According to the Movie Gallery press release, who is the company's Executive Vice President and General Counsel?

*EXTRACT PROVIDED*

────────────────────────────────────────

EX-99.1 2 a05-3857_1ex99d1.htm EX-99.1

 

Exhibit 99.1

 

Contact:   Financial: Thomas Johnson

(334) 702-2400

Media:    Andrew Siegel

(212) 895-8627

 

MOVIE GALLERY ISSUES STATEMENT
REGARDING HOLLYWOOD MERGER

 

Dothan, AL (February 17, 2005) – Movie Gallery, Inc. (NASDAQ: MOVI) today issued the following statement in response to the announcement that the Special Committee and Board of Directors of Hollywood Entertainment (NASDAQ: HLYW) rejected the Blockbuster, Inc. (NYSE: BBI) exchange offer and reaffirmed their earlier recommendation that all Hollywood shareholders vote to approve the previously announced definitive merger agreement with Movie Gallery.

 

We are pleased that Hollywood’s Board of Directors has rejected the exchange offer proposed by Blockbuster and reaffirmed its recommendation that Hollywood shareholders vote to approve the merger with Movie Gallery.  We concur with its recommendations, and we continue to believe that our pending merger is the best option for Hollywood’s shareholders, employees and customers.  Movie Gallery has already received regulatory approval to proceed with its acquisition of Hollywood, whereas Blockbuster’s proposed transaction remains the subject of an investigation by the Federal Trade Commission.  For this reason, we believe that our all-cash acquisition of Hollywood offers greater closing certainty and will deliver concrete value to Hollywood shareholders.

 

Mr. Page Todd, Executive Vice President and General Counsel of Movie Gallery, Inc., added, “Blockbuster’s highly conditional proposal is predicated on an unrealistic and unsubstantiated market definition.  Blockbuster has argued publicly that the competition is national in scope and that its competitors include mass merchants and new technologies.  Movie Gallery is not aware of any instance in which a rentailer has shut down a store or been forced to lower prices due to a mass merchant opening in its market or the introduction of a subscription service or new cable offering.  Furthermore, in the video-rental business the competition is very local in nature.  It is perfectly obvious that Blockbuster’s closest competitor is Hollywood, not Wal-Mart, not Netflix, and not pay-per-view or video-on-demand, and for this reason we expect the FTC to obtain an injunction preventing Blockbuster from proceeding with its unsolicited hostile takeover attempt.”

 

About Movie Gallery

Movie Gallery, Inc. is the third-largest company in the specialty video retail industry based on revenues and the second-largest in the industry based on stores.  As of December 31, 2004,

 



 

Movie Gallery owned and operated 2,482 stores located primarily in the rural and secondary markets throughout North America.  Since the company’s initial public offering in August 1994, Movie Gallery has grown from 97 stores to its present size through acquisitions and new store openings.

────────────────────────────────────────

(Pointing dataset entries)
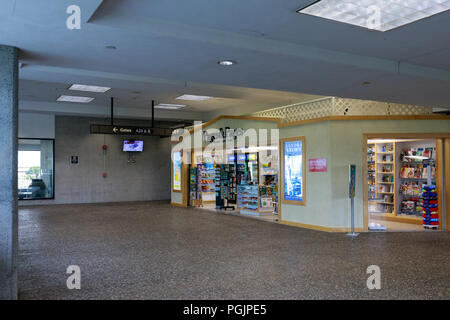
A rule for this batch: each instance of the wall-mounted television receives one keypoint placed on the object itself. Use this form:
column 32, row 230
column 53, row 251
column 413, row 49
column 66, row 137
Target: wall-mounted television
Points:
column 133, row 145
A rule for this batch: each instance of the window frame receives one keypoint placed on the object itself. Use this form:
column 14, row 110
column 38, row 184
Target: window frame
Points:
column 53, row 168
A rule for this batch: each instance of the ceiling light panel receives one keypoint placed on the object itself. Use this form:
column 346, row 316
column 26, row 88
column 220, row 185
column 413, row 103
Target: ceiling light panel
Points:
column 193, row 97
column 82, row 87
column 381, row 15
column 169, row 106
column 74, row 99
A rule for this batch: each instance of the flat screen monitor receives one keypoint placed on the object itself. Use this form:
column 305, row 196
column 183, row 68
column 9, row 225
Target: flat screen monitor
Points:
column 133, row 145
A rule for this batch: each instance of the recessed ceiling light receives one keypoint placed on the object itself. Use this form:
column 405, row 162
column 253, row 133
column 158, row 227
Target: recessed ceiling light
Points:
column 226, row 62
column 74, row 99
column 82, row 87
column 169, row 106
column 193, row 97
column 378, row 15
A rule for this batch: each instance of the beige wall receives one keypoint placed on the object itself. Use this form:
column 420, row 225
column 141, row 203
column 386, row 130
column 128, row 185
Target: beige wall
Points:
column 327, row 202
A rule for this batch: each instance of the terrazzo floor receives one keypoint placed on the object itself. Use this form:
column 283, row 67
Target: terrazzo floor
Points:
column 150, row 250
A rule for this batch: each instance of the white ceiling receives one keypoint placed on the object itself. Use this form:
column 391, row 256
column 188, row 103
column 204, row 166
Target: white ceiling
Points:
column 166, row 48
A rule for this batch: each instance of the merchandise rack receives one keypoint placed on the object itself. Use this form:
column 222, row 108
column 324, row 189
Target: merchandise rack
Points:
column 379, row 207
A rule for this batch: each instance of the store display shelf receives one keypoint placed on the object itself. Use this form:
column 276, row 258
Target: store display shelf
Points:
column 381, row 202
column 406, row 162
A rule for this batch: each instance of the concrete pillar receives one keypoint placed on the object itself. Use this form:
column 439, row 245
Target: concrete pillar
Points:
column 8, row 171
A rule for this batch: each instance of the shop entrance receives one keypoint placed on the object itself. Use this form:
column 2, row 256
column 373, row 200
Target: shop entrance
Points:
column 244, row 182
column 404, row 184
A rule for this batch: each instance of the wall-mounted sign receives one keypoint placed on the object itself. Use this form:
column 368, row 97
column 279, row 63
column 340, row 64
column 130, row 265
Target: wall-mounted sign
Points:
column 242, row 158
column 176, row 174
column 317, row 165
column 351, row 181
column 222, row 134
column 142, row 131
column 293, row 170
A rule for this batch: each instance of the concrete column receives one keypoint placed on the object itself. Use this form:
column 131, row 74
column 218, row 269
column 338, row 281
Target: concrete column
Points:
column 8, row 171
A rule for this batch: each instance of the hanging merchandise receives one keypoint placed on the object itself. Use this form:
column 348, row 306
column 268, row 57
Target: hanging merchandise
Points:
column 430, row 207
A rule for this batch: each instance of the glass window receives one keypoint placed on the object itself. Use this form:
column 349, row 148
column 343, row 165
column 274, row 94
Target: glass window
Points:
column 176, row 178
column 36, row 169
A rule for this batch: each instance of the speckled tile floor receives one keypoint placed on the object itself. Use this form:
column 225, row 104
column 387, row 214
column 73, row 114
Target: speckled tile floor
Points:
column 149, row 250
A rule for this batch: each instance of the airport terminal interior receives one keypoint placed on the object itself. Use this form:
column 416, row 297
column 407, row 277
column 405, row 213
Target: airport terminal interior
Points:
column 224, row 149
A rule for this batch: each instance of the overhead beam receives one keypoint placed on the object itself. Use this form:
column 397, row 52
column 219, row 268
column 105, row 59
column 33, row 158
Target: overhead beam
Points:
column 162, row 28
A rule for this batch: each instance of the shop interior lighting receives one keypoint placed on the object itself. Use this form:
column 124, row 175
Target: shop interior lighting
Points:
column 76, row 99
column 380, row 15
column 169, row 106
column 83, row 87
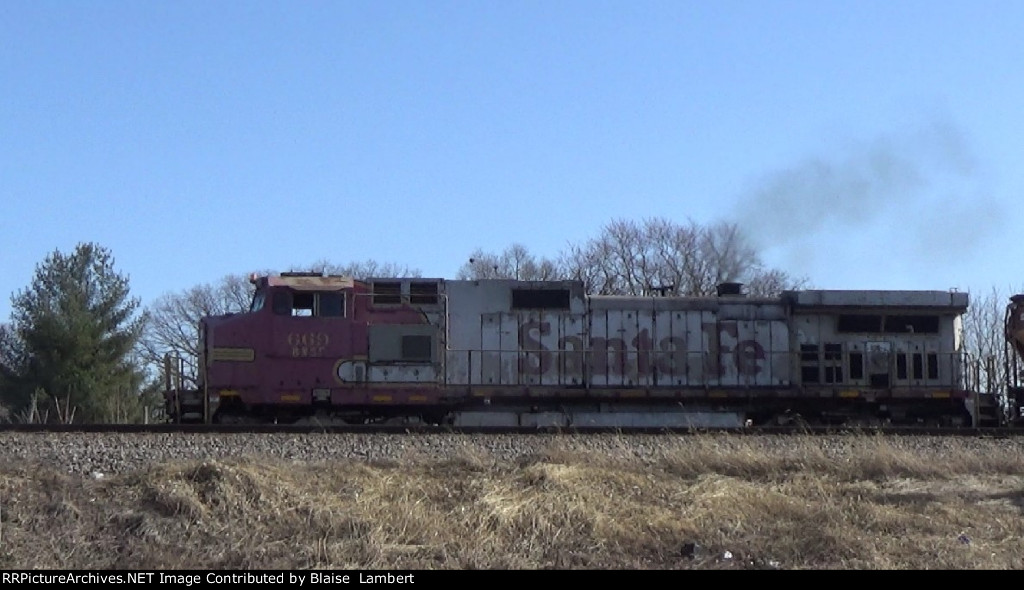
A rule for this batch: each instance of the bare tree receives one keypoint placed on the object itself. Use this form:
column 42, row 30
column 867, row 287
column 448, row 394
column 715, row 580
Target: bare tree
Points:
column 632, row 258
column 364, row 269
column 514, row 262
column 172, row 327
column 984, row 340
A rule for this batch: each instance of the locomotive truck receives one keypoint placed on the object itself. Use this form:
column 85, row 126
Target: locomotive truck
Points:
column 505, row 352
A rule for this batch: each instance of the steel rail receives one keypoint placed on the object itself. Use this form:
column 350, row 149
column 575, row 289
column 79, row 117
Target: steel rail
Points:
column 423, row 429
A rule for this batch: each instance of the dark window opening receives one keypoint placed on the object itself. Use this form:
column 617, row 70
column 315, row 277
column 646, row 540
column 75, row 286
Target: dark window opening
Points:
column 416, row 347
column 933, row 366
column 863, row 323
column 283, row 303
column 834, row 351
column 302, row 304
column 834, row 374
column 912, row 325
column 809, row 352
column 856, row 366
column 875, row 324
column 332, row 304
column 423, row 293
column 880, row 380
column 540, row 298
column 387, row 293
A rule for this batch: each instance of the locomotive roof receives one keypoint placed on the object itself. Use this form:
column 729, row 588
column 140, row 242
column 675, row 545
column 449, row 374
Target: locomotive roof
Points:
column 306, row 282
column 835, row 298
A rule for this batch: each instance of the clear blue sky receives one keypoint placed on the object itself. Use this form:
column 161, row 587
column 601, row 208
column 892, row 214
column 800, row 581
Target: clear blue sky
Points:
column 865, row 144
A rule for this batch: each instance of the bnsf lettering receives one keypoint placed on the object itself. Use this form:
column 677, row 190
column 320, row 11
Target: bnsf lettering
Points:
column 641, row 354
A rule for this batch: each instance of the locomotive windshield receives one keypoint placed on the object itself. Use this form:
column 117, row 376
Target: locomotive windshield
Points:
column 258, row 299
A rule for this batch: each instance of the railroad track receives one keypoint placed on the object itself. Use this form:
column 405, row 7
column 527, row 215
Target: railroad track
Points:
column 423, row 429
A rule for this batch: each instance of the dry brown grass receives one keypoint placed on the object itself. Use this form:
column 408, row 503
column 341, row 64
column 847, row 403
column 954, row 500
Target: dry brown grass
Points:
column 877, row 507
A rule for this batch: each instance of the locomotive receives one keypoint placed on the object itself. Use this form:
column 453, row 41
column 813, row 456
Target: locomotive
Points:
column 325, row 349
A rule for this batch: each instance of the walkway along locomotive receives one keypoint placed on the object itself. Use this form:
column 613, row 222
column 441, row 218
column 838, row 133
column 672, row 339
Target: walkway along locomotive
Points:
column 506, row 352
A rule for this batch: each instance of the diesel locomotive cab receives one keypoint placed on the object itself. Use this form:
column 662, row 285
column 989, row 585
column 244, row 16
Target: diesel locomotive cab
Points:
column 250, row 360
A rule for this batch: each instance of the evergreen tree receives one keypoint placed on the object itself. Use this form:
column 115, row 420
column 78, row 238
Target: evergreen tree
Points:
column 78, row 329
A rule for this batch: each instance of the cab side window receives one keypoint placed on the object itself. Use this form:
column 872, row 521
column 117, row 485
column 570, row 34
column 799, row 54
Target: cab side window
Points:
column 298, row 304
column 282, row 303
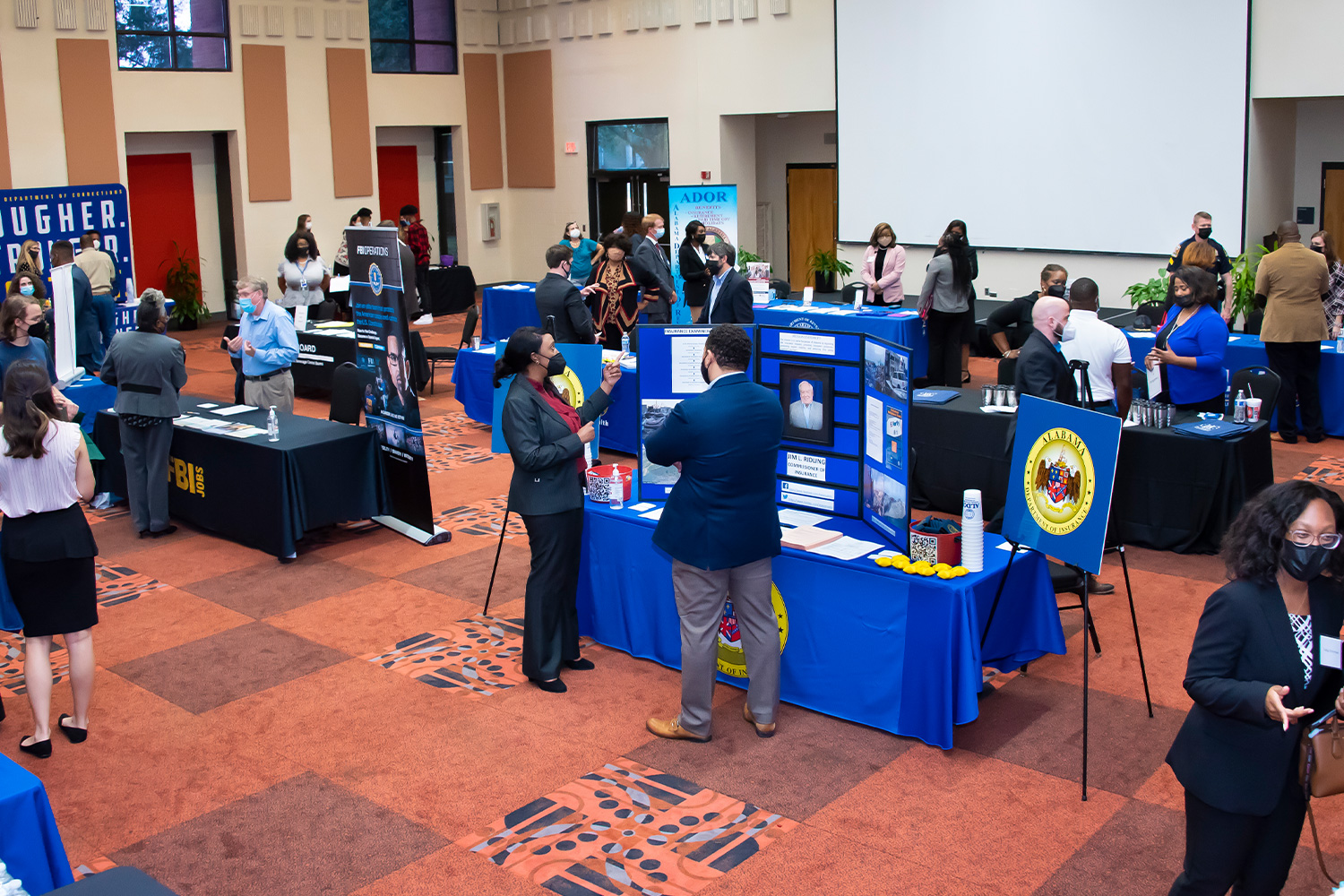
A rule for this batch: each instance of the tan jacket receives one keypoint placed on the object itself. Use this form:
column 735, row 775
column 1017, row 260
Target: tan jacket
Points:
column 1293, row 279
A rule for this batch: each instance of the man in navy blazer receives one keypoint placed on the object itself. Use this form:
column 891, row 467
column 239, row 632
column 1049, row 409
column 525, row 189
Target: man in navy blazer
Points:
column 722, row 528
column 730, row 293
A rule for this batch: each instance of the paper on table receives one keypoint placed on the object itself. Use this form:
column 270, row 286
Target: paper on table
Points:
column 801, row 517
column 846, row 548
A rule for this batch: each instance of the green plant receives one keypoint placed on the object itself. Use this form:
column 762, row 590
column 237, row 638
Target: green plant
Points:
column 1153, row 290
column 182, row 284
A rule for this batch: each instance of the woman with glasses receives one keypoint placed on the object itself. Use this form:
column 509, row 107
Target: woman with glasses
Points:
column 1257, row 676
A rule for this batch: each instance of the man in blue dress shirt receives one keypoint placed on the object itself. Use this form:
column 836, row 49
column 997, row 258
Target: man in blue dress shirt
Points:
column 722, row 528
column 266, row 343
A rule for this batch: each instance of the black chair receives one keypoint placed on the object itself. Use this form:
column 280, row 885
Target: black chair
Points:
column 444, row 355
column 1258, row 382
column 347, row 394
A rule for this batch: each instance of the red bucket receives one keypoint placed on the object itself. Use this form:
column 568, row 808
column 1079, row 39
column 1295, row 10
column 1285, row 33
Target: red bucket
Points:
column 599, row 481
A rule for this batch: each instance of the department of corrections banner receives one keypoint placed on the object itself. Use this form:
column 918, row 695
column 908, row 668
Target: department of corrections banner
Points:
column 390, row 402
column 48, row 214
column 717, row 209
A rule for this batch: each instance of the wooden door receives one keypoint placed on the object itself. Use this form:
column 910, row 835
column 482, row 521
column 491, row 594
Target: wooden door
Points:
column 812, row 218
column 1332, row 202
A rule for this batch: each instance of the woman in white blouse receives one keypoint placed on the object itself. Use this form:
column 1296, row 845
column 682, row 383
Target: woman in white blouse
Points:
column 47, row 548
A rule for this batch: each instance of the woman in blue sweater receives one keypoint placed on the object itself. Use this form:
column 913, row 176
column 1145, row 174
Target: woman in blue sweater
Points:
column 1191, row 344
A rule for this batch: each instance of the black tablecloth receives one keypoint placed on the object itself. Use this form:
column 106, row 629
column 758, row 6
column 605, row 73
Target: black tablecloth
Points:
column 1174, row 492
column 319, row 354
column 452, row 289
column 263, row 495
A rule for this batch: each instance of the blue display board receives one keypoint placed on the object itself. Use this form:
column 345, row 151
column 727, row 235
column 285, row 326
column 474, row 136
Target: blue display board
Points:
column 669, row 373
column 581, row 378
column 886, row 468
column 48, row 214
column 1061, row 481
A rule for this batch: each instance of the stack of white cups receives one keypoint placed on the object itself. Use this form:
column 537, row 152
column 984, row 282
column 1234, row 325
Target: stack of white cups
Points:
column 972, row 530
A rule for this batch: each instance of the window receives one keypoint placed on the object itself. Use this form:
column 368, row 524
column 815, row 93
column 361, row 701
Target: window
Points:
column 190, row 35
column 413, row 35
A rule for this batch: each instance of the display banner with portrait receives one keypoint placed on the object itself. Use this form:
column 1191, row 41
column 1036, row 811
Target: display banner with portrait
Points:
column 712, row 206
column 392, row 406
column 1061, row 481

────────────────────────────────────────

*SOLUTION TO THE EXERCISE*
Page Todd